» **MATERIAL TO PROCESS**

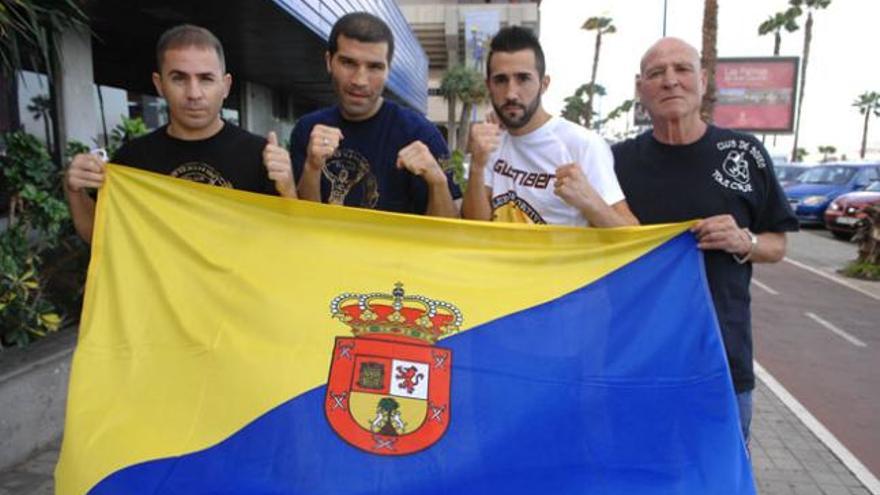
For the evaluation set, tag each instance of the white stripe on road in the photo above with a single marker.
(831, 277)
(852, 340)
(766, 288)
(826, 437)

--

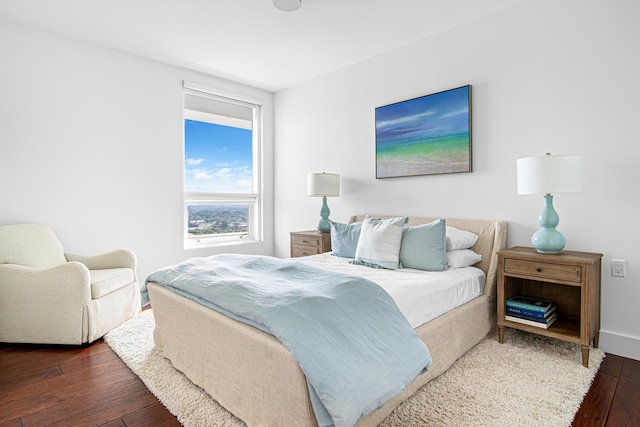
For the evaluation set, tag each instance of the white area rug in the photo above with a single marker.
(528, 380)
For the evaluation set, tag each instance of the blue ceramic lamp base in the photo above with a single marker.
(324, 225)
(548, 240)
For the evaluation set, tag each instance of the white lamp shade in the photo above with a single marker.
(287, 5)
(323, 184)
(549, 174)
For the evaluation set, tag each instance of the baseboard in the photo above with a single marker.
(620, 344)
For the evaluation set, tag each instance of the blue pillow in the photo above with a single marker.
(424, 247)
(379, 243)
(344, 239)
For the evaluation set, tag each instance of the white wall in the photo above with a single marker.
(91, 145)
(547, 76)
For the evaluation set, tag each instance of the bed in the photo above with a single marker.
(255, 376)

» **GOAL OF THE EXERCISE**
Give only the number of lines in the records above that contain the string "lamp", counting a match only when its case is the same.

» **ANSWER FOR THIS EXERCISE**
2